(Task details):
Pull out every line in the listing below that contains the string "target", and copy each one out in full.

(Extracted information):
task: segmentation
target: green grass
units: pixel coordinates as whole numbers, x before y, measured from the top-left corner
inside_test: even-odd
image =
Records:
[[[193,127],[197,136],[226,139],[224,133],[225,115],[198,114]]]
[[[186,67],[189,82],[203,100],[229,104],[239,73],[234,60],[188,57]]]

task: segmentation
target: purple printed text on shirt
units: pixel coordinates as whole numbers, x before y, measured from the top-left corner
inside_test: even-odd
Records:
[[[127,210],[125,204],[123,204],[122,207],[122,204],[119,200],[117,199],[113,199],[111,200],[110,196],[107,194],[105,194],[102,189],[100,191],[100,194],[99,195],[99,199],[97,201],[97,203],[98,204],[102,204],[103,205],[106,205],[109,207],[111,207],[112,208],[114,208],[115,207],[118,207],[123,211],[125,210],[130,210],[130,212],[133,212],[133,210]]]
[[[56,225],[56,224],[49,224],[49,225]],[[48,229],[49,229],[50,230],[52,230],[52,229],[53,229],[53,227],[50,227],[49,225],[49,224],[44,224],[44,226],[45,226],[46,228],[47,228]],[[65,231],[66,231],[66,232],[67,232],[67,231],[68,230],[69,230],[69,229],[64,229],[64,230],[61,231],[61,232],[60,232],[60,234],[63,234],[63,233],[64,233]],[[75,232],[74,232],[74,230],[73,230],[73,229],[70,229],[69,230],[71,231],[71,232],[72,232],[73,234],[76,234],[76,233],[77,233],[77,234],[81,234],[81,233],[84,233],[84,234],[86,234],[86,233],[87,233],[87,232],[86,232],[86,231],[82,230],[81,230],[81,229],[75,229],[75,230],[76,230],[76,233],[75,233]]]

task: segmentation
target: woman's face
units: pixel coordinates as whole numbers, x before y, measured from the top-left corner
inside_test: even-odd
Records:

(Answer to the task):
target: green grass
target: purple printed text on shirt
target: woman's face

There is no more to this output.